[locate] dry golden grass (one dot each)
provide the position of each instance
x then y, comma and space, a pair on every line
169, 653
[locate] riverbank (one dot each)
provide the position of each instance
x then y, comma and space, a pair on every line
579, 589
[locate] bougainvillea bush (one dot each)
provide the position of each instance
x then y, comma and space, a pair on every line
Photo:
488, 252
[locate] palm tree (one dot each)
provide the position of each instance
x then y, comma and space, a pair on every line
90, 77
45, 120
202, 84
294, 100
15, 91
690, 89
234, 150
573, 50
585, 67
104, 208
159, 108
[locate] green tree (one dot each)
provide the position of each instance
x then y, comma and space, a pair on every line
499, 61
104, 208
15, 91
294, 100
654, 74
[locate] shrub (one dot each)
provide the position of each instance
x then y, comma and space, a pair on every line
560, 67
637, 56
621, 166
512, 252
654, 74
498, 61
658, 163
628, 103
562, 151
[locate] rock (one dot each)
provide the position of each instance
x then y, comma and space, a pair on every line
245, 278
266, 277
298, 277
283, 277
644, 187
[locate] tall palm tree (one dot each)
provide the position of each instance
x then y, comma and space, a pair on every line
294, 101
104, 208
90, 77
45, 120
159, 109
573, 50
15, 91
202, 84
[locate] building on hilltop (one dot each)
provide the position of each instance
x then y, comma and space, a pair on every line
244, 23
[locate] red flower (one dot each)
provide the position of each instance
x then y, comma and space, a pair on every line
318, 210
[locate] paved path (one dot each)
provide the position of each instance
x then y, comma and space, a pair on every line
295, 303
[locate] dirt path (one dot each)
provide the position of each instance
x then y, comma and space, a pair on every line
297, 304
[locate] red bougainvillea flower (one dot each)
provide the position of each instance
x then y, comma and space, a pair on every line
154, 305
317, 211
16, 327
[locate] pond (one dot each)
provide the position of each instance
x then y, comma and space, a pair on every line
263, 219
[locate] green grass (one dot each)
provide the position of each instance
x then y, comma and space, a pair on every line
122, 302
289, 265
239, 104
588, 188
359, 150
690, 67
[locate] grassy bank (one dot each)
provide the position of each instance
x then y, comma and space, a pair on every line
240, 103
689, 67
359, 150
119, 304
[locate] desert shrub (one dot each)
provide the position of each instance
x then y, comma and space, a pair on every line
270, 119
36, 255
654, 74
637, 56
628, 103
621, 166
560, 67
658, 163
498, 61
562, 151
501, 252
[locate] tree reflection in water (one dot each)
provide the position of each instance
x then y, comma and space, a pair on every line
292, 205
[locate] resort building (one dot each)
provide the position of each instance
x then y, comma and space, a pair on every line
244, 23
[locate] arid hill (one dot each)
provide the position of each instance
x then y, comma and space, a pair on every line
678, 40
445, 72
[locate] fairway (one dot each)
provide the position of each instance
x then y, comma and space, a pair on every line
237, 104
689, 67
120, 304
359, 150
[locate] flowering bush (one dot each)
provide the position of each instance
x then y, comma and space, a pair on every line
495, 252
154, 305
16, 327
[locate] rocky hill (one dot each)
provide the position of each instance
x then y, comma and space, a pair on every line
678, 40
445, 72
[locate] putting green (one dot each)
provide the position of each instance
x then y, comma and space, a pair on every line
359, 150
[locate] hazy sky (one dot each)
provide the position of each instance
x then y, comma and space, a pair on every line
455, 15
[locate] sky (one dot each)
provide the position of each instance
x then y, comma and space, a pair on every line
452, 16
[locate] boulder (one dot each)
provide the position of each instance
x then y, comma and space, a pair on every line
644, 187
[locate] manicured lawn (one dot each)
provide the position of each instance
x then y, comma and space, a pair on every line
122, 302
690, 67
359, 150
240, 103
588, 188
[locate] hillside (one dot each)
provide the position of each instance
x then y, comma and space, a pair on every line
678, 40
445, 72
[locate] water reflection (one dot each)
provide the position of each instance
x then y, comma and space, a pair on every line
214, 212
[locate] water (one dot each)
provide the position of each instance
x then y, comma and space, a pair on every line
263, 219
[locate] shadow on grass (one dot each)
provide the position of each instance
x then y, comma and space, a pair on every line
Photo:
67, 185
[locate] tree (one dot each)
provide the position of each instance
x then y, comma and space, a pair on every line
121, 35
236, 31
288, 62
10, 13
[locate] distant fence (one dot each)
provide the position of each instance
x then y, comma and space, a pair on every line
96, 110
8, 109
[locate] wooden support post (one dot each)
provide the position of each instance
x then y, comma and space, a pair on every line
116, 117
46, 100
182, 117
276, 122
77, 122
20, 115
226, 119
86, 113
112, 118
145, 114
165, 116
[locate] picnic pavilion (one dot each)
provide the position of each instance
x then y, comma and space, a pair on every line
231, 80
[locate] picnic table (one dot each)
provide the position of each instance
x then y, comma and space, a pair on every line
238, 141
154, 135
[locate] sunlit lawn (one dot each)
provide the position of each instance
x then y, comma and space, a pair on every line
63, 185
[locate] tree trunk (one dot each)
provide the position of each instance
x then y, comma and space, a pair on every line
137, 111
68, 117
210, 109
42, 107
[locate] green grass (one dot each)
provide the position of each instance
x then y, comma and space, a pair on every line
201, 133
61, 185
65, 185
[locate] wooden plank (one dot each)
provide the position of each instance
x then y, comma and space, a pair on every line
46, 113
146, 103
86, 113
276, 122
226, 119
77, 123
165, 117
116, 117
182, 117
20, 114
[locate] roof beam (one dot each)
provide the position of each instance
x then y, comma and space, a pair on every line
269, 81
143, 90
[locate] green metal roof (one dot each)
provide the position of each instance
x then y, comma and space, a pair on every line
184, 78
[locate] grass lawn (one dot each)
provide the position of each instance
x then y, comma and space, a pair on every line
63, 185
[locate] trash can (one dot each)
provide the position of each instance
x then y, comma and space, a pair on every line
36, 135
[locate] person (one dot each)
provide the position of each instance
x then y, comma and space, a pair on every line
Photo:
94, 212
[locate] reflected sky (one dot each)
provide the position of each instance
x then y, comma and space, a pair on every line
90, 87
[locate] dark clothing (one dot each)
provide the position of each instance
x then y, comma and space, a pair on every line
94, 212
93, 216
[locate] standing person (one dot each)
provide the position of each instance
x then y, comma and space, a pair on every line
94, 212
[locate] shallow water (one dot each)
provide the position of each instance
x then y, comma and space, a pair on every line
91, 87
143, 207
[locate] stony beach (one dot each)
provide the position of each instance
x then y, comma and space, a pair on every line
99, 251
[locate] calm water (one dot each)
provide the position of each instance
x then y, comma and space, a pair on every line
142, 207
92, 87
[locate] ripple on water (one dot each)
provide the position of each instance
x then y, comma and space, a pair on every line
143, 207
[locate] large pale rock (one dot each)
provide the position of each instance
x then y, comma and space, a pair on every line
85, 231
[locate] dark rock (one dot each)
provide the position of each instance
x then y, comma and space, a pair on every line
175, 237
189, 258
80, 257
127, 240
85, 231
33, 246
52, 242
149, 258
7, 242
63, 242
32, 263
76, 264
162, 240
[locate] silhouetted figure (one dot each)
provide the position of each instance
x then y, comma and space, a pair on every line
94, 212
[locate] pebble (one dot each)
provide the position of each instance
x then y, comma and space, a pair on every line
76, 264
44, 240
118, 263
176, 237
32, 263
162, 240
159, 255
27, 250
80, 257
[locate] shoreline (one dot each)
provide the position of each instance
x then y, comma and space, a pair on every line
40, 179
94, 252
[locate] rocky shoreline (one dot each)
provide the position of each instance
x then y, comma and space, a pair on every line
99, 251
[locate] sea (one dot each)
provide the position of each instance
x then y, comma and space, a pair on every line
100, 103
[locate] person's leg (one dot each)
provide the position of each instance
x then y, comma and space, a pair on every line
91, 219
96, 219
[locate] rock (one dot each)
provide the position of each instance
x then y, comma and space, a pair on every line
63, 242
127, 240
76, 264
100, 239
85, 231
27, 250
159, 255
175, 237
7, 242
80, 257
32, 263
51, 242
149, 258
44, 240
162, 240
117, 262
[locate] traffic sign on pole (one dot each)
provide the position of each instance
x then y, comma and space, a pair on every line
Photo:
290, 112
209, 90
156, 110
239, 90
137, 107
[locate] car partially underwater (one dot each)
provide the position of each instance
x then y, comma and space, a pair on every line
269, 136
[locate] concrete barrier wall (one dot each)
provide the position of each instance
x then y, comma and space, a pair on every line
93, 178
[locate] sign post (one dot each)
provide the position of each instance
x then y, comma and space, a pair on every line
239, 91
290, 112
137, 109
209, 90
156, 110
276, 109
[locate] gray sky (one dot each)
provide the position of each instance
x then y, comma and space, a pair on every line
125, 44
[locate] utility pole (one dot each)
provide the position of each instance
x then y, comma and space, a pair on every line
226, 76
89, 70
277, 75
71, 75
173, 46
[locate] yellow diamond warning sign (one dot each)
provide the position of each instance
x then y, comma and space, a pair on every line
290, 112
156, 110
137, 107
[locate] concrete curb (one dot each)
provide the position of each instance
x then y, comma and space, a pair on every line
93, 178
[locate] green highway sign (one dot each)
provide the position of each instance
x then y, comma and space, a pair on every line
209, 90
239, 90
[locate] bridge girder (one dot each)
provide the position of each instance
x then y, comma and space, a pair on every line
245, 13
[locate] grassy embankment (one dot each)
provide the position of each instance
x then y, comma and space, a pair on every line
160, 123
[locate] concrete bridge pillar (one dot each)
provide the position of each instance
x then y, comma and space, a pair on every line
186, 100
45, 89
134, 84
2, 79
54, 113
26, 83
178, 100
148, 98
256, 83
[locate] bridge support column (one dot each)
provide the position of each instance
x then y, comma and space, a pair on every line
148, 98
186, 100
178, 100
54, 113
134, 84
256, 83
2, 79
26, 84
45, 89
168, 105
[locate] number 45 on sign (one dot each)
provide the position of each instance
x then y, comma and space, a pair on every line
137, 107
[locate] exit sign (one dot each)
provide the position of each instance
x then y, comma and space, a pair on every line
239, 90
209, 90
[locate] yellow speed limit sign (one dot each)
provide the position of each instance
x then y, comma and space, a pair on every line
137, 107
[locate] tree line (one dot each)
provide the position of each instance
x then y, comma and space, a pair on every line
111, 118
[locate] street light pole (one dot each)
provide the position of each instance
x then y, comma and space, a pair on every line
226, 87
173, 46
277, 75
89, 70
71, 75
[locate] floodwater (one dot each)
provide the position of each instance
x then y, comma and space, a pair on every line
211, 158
----
▸ GOAL:
Repeat exactly, and only, the lines from the line with "[locate] yellow speed" through the end of the listing above, both ends included.

▸ ANSWER FOR THE TASK:
[locate] yellow speed limit sign (one dot each)
provide the position of each instance
x then y, comma and space, a pair on every line
137, 107
[locate] tree line (one dot each)
provide the position of each instance
x then y, comma and space, a pair on every line
111, 118
[locate] street light pole (one dot each)
provide the position of each instance
x then y, comma and space, a pair on every line
226, 87
173, 46
277, 75
89, 70
71, 75
[locate] floodwater (one dot each)
provide the position of each instance
x then y, comma and space, a pair on every line
211, 158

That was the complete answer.